─── DOCUMENT TEXT ───
Fujitsu will not bid for UK.gov business until Post Office inquiry closes
Pause comes after controversial supplier wins another 9-figure deal paid for by taxpayers
Fujitsu has written to UK Government to confirm it will no longer tender for business in the public sector amid the ongoing inquiry into the Post Office scandal – weeks after winning a £485 million ($614 million) contract.
Despite the supplier of the controversial Post Office Horizon system being scrutinized in Britain like never before, it continued to be selected for expensive projects that are paid for by taxpayer.
No longer. "We welcome Fujitsu's decision to pause bidding for work with new Government customers until such time as the inquiry concludes," a spokesperson for the Cabinet Office told The Register.
The inquiry, as readers know, centers on the deployment of Fujitsu's bug-ridden Horizon accounting system, which made errors in calculating the finances of local Post Office branches run by postmasters and postmistresses.
Some 736 of those managers were then wrongfully convicted of fraud when errors in the system were to blame. This destroyed the lives of the many involved, leaving some bankrupt and others feeling suicidal, with several succeeding in ending their life. Sixty people died before just seeing any sort of justice served.
This week, Fujitsu admitted it has a "moral obligation" to compensate those that were prosecuted, and has now taken the decision to step back from public sector contract tenders for the time being.
That decision comes too late for a public sector body in Northern Ireland which handed Fujitsu a contract worth £485 million following a competition in which no other suppliers submitted final bids for the work.
In a notice published on December 22, the province's Education Authority awarded the Japanese services and technology company the deal to provide services including a school management system for nursery, primary, secondary, and other education settings.
The strategic supplier agreement is intended to "support and manage a modern architecture, technical infrastructure and secure services for schools," the contract award notice said.
"These services will improve the learning experience of our young people, supporting teaching through technology, develop skills for the future and support the EA and its educational stakeholders to improve educational outcomes," it added.
However, The Register has learned that only one company made a formal bid for the contract. Despite the apparent lack of competition, the authority awarded the work to Fujitsu.
How governments become addicted to suppliers like Fujitsu
READ MOREThe number of tenders received highlighted on the contract award notice relates to the initial supplier questionnaire stage. Three companies submitted tenders in December: Capita, TCS, and Fujitsu. By the time of the final tender submission, both Capita – the incumbent supplier – and TCS withdrew.
A spokesperson for the Education Authority (EA) said that as part of the Education Information Solutions program, it undertook a procurement in accordance with the NI Public Procurement Policy and The Public Contracts Regulations (2015) Competitive Procedure with Negotiation.
"EA confirms that four bids were initially received and, following a procurement process which involves numerous selection and evaluation stages, three tenderers were invited to bid in the final stage. At the close of this process, EA received one tender and, following final evaluation, Fujitsu Services Limited was awarded the contract," they said.
───
*COMPLETE THE FOLLOWING*:
1: In the article about Fujitsu pausing its UK government bids, how many Post Office branch managers were wrongfully convicted of fraud?
2: According to the article on Fujitsu and the Post Office inquiry, which companies submitted tenders in December for the Education Authority contract? Name all of them.
3: Write the next part of the article about Fujitsu halting bids for UK government work, beginning after its final sentence.
─── STORED DATA ───
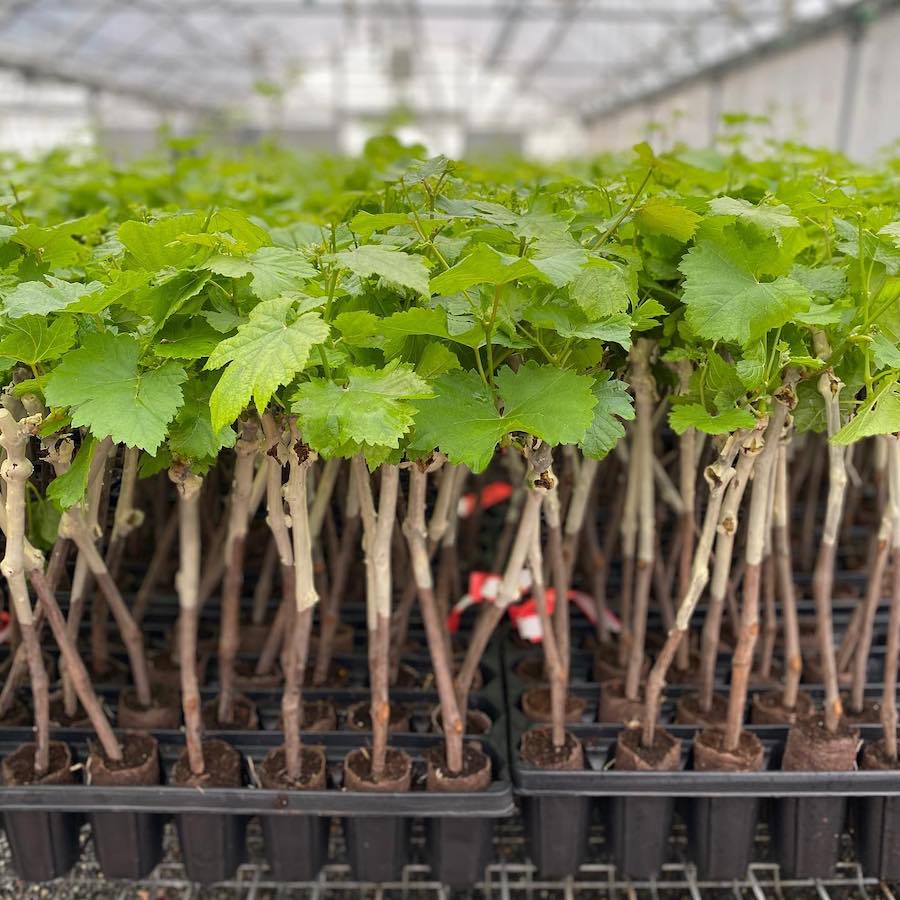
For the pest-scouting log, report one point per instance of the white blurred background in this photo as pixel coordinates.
(546, 78)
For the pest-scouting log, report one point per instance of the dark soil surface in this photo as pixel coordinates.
(273, 773)
(538, 749)
(632, 756)
(710, 754)
(223, 767)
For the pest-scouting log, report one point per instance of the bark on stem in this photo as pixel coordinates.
(416, 533)
(556, 632)
(784, 578)
(74, 526)
(718, 476)
(889, 697)
(15, 470)
(642, 384)
(830, 387)
(875, 581)
(187, 583)
(158, 562)
(757, 525)
(340, 575)
(296, 649)
(378, 528)
(508, 592)
(726, 532)
(238, 523)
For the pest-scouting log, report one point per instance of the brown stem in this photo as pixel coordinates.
(784, 573)
(889, 696)
(74, 527)
(875, 581)
(823, 575)
(158, 562)
(642, 384)
(726, 532)
(416, 534)
(238, 522)
(188, 585)
(758, 523)
(718, 477)
(75, 666)
(378, 531)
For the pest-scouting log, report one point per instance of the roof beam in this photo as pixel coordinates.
(799, 34)
(36, 68)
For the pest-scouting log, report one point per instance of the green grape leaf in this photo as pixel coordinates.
(44, 297)
(191, 435)
(407, 270)
(602, 289)
(153, 245)
(725, 301)
(880, 415)
(267, 351)
(553, 404)
(831, 281)
(358, 328)
(461, 420)
(186, 338)
(606, 429)
(106, 391)
(274, 270)
(484, 265)
(767, 218)
(31, 340)
(885, 352)
(694, 415)
(68, 489)
(436, 359)
(892, 230)
(373, 409)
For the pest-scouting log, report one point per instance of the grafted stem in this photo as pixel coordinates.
(187, 583)
(718, 476)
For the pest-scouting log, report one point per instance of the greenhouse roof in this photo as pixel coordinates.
(483, 62)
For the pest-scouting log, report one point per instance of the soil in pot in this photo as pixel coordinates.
(408, 679)
(60, 719)
(316, 716)
(458, 849)
(246, 717)
(688, 711)
(870, 714)
(359, 717)
(535, 704)
(768, 708)
(296, 846)
(164, 712)
(18, 716)
(721, 830)
(377, 846)
(43, 845)
(477, 722)
(639, 826)
(246, 679)
(165, 670)
(556, 826)
(615, 707)
(808, 829)
(878, 821)
(128, 844)
(212, 844)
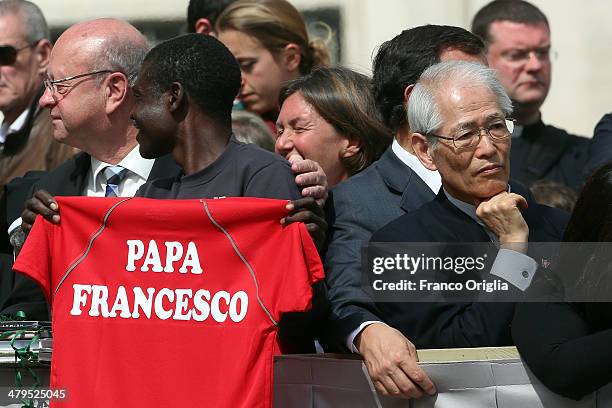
───
*ANSWERS TO THE EXERCISES*:
1: 736

2: Capita, TCS, and Fujitsu

3:
"The robustness of the procurement process and detailed evaluation has provided the EA with an assurance that Fujitsu can and will deliver all required services."
The spokesperson said the contract will be strictly managed to ensure the effective delivery of services in line with the UK government's professional standards and Northern Ireland procurement policy.
"The project is in the very early stages of the planning and design phase, and the Education Authority is firmly committed to liaising closely with schools and education settings, and to keeping them informed and involved as this very important work progresses," they said.
- Fujitsu gets $1B market cap haircut after TV disaster drama airs
- Post Office boss unable to say when biz knew Horizon could be remotely altered
- Why do IT projects like the UK's scandal-hit Post Office Horizon end in disaster?
- How governments become addicted to suppliers like Fujitsu
The award of a £485 million ($614 million) contract to Fujitsu without competition at the final stage of tendering will raise interest owing to the focus on its involvement in the Horizon Post Office scandal. A television dramatization about how local branch managers were falsely accused of theft and accounting errors when the computer system, which Fujitsu inherited from ICL, was at fault has brought the incident to the public's attention.
Politicians and media pundits have questioned why Fujitsu continues to win billions of pounds in work after some of the victims had convictions quashed in 2019.
The Northern Ireland Education Authority's incumbent supplier is Capita, which in April 2022 secured a two-year contract extension with the body to continue to deliver the managed IT service for all of Northern Ireland schools, extending a 10-year relationship.
Fujitsu provides support services to the authority's HR, payroll, and finance systems in a £20 million ($25 million) 10-year deal first signed in 2015. The value was increased to £29 million ($36.7 million) in June 2021 to "facilitate functionality changes to effectively meet schools' requirements, data migration issues due to the complexity of the variations in employee terms and conditions and project delays due to COVID-19 lockdowns," a tender notice said.